- ЗАДАНИЯ -
**1)** Выпишите из текста об эмоциональном и социальном интеллекте фрагмент, начиная со слов «В разное время» и продолжая до слов «людей (Wedeck, 1947).» включительно.
**2)** Продолжите текст об эмоциональном и социальном интеллекте, начав сразу после его последнего предложения.

Им выделено пять сфер, в каждой из которых отмечены наиболее специфические навыки, ведущие к достижению успеха:
«...познание собственной личности (осведомленность о собственных эмоциях, уверенность в себе, самоуважение, самореализация, независимость);
навыки межличностного общения (межличностные взаимоотношения, социальная ответственность, сопереживание);
способность к адаптации (решение проблем, оценка реальности, приспособляемость);
управление стрессовыми ситуациями (устойчивость к стрессу, импульсивность, контроль);
преобладающее настроение (счастье, оптимизм)» (Bar-On, 1997. Цит. по Практический интеллект / Под ред. Р Стернберга. — СПб., 2003, с. 88).
Несколько иначе предлагает рассматривать это явление российский психолог Д.В. Люсин. В его трактовке эмоциональный интеллект — «.способности к пониманию своих и чужих эмоций и управлению ими» (Люсин, 2004, с. 33). При этом подчеркивается, что способность к пониманию и способность к управлению эмоциями могут быть направлены и на собственные эмоции, и на эмоции других людей. Таким образом, автор предлагает рассматривать два варианта эмоционального интеллекта — «внутриличностный» и «межличностный». Оба варианта, по его справедливому утверждению, предполагают актуализацию разных когнитивных процессов и навыков.
Модель эмоционального интеллекта, предложенная Д.В. Люсиным, включает три элемента:
когнитивные способности (скорость и точность переработки эмоциональной информации);
представления об эмоциях (как о ценностях, как о важном источнике информации о себе самом и о других людях и т.п.);
особенности эмоциональности (эмоциональная устойчивость, эмоциональная чувствительность и т.п.) (там же, с. 34).
Особого внимания заслуживает другой подход. Так, многие современные исследователи, разделяя необходимость изучения проблемы эмоционального интеллекта, предлагают при этом ставить задачу шире и обсуждать эту проблематику в более широком контексте. Речь идет о рассмотрении эмоционального интеллекта через призму общих социальных способностей, как их неотъемлемой части. Следовательно, говорить следует о явлении, которое точнее может называться «социальным интеллектом», а эмоциональный интеллект рассматривать как его часть.
В отличие от эмоционального интеллекта, изучение социального интеллекта имеет давнюю, насыщенную событиями и открытиями историю. По мнению большинства специалистов, понятие «социальный интеллект» (social intelligence) было введено Э. Торндайком еще в 1920 году. Он рассматривал социальный интеллект как «способность понимать других людей и действовать или поступать мудро в отношении других». В дальнейшем эти представления были уточнены и развиты многими исследователями.
В разное время сторонники различных психологических школ по-своему трактовали понятие социальный интеллект:
как способность уживаться с другими людьми (Moss, Hunt, 1927);
как способность иметь дело с окружающими (Hunt, 1928); знания о людях (Strang, 1930);
способность легко сходиться с другими, умение входить в их положение, ставить себя на место другого (Vernon, 1933);
способность критически и правильно оценивать чувства, настроение и мотивацию поступков других людей (Wedeck, 1947).

- СПИСОК СТРОК -
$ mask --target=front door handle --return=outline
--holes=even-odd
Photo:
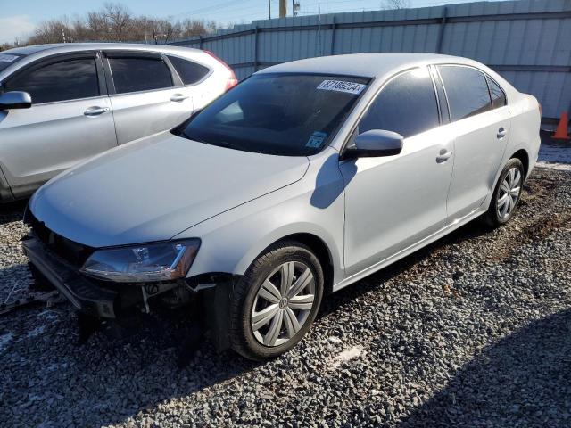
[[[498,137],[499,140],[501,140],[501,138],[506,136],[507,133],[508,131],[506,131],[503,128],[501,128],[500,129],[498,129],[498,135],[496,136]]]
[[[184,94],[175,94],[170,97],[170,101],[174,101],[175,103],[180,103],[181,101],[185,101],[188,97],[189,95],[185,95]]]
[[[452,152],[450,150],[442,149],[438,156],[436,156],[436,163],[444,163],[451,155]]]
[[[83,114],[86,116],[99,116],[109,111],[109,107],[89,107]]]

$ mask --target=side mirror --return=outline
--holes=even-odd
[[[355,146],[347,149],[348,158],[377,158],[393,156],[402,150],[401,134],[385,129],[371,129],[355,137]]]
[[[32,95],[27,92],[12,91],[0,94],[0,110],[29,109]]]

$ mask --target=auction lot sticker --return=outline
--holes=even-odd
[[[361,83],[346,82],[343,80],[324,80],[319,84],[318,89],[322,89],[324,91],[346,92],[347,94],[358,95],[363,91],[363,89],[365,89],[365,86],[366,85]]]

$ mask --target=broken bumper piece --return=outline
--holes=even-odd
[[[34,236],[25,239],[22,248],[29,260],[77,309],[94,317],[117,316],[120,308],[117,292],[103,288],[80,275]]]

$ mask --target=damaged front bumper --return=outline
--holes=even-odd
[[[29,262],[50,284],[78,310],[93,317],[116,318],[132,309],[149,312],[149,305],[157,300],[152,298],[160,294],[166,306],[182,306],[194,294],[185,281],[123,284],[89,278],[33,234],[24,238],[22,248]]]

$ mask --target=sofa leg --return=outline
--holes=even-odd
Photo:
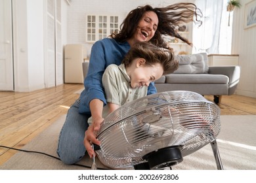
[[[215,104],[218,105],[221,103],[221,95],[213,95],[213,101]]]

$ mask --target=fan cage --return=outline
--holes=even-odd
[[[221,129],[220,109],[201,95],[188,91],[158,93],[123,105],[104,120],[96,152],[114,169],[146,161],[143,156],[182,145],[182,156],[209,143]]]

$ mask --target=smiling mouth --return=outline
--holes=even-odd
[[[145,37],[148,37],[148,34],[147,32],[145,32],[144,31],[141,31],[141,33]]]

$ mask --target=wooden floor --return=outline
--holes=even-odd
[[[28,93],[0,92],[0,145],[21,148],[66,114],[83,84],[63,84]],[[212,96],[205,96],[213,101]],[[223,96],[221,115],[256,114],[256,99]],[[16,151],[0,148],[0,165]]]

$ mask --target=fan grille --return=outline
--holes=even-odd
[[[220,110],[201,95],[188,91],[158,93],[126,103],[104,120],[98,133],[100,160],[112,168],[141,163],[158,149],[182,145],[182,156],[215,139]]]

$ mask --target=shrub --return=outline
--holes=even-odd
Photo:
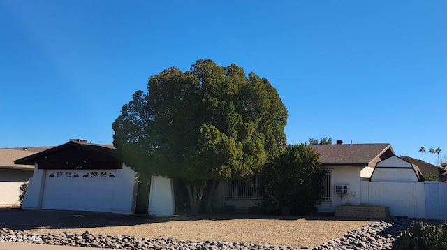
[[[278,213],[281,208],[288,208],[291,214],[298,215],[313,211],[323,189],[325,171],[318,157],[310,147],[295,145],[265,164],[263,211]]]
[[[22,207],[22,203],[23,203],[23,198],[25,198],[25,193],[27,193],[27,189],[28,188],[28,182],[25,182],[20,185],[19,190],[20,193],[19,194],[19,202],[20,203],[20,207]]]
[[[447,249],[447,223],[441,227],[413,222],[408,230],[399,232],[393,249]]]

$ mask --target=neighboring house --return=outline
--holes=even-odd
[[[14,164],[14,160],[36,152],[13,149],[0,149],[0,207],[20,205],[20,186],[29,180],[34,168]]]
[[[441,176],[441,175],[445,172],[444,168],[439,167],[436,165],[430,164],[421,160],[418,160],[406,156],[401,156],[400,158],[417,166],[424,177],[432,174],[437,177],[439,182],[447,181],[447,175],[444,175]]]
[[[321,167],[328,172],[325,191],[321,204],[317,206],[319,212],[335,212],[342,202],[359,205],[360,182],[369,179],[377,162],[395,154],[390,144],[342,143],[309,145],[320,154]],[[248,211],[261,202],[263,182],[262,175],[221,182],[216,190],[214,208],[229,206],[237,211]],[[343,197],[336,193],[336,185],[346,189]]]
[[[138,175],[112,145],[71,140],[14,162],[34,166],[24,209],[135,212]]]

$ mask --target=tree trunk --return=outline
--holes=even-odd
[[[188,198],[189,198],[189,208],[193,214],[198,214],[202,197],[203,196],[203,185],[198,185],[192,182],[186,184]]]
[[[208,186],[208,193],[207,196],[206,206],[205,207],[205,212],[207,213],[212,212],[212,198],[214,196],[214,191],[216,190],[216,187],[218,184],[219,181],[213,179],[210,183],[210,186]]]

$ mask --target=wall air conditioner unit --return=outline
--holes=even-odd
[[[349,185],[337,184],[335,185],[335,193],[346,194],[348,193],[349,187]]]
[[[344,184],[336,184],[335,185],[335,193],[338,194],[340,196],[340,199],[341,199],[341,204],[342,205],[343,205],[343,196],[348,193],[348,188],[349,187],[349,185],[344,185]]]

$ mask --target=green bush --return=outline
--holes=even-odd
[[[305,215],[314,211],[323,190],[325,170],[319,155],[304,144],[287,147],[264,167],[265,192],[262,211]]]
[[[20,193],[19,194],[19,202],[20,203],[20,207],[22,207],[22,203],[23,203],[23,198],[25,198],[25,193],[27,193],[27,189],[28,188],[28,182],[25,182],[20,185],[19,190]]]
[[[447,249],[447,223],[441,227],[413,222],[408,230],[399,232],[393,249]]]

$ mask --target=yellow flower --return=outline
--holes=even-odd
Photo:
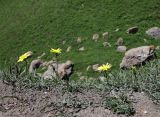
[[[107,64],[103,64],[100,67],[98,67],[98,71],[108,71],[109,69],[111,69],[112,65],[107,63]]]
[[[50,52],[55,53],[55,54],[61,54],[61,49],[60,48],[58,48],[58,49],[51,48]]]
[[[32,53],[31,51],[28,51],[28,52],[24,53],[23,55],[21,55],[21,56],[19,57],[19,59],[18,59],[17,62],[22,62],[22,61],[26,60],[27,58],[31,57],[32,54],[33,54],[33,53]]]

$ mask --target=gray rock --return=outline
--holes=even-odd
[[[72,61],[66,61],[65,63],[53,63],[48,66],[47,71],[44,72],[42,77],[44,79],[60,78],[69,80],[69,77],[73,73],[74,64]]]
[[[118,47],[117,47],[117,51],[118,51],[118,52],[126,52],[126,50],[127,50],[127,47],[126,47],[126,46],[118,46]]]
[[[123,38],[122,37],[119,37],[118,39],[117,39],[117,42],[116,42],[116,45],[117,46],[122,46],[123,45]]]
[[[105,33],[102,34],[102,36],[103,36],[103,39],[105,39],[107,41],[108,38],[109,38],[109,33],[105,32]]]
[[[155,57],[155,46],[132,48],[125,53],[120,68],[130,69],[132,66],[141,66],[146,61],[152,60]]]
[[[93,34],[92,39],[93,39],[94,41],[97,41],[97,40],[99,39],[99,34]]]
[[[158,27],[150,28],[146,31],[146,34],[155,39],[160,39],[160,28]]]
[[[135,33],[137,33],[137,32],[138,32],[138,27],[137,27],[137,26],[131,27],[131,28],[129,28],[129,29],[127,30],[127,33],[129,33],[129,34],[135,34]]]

==

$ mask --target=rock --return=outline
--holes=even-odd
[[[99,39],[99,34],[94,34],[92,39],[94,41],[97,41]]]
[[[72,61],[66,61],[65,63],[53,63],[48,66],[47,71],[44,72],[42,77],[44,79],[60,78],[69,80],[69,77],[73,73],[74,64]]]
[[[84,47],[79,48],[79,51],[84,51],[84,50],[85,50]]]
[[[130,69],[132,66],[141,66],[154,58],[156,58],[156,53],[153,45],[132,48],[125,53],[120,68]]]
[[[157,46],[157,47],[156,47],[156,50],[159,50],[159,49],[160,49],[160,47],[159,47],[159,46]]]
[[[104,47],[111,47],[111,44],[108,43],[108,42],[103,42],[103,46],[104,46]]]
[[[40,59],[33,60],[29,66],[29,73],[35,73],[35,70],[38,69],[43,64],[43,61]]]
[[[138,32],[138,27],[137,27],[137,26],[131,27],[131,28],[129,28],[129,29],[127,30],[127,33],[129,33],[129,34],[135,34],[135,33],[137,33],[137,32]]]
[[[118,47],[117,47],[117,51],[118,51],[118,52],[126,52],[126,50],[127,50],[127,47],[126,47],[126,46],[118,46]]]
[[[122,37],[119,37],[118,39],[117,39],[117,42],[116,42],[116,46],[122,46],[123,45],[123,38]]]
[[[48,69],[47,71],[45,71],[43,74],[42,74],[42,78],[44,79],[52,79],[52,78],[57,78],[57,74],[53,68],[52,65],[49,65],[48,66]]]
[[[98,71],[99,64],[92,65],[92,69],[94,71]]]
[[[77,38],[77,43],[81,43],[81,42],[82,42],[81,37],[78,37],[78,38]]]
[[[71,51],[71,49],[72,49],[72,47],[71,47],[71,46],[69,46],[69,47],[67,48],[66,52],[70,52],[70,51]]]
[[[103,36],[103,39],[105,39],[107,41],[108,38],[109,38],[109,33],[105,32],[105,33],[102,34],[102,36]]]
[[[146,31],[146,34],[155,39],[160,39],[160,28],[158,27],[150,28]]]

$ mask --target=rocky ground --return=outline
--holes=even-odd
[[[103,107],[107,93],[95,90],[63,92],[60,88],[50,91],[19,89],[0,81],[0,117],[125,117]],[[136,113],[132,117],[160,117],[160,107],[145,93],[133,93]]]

--

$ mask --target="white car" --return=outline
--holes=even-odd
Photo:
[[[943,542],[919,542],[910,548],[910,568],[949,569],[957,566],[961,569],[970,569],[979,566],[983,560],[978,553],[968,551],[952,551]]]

- РЕЗУЛЬТАТЫ ЗАДАНИЙ -
**1)**
В разное время сторонники различных психологических школ по-своему трактовали понятие социальный интеллект:
как способность уживаться с другими людьми (Moss, Hunt, 1927);
как способность иметь дело с окружающими (Hunt, 1928); знания о людях (Strang, 1930);
способность легко сходиться с другими, умение входить в их положение, ставить себя на место другого (Vernon, 1933);
способность критически и правильно оценивать чувства, настроение и мотивацию поступков других людей (Wedeck, 1947).

**2)**
Суммируя эти представления, известный американский психолог Дэвид Векслер предложил определять социальный интеллект как приспособленность индивида к человеческому бытию (Vechsler, 1958).
Активно интересовались этим явлением многие психологи в середине XX века. Создавший свою знаменитую многофакторную модель интеллекта Дж. Гилфорд, отводит в ней особое место социальному интеллекту. Его модель была разработана как открытая система, и в момент создания автор еще не знал всех входящих в нее элементов. Он предполагал, что их около 120-ти. По этому поводу он шутливо заметил, что нашел 120 способов быть умным и тут же добавил, «...к сожалению, есть гораздо больше способов, чтобы быть глупым». Сейчас этих элементов найдено более 180-ти, но шутливое утверждение Дж. Гилфорда о том, что способов быть глупым еще больше, продолжает оставаться верным.
Он предсказывает, что в его модели интеллекта не менее 30 способностей, относящихся к социальному интеллекту. Некоторые из них относятся к пониманию поведения, некоторые — к продуктивному мышлению в области поведения и некоторые — к его оценке. Важно и то, что Дж. Г илфорд особо подчеркивает, что понимание поведения других людей и самого себя имеет в значительной степени невербальный характер.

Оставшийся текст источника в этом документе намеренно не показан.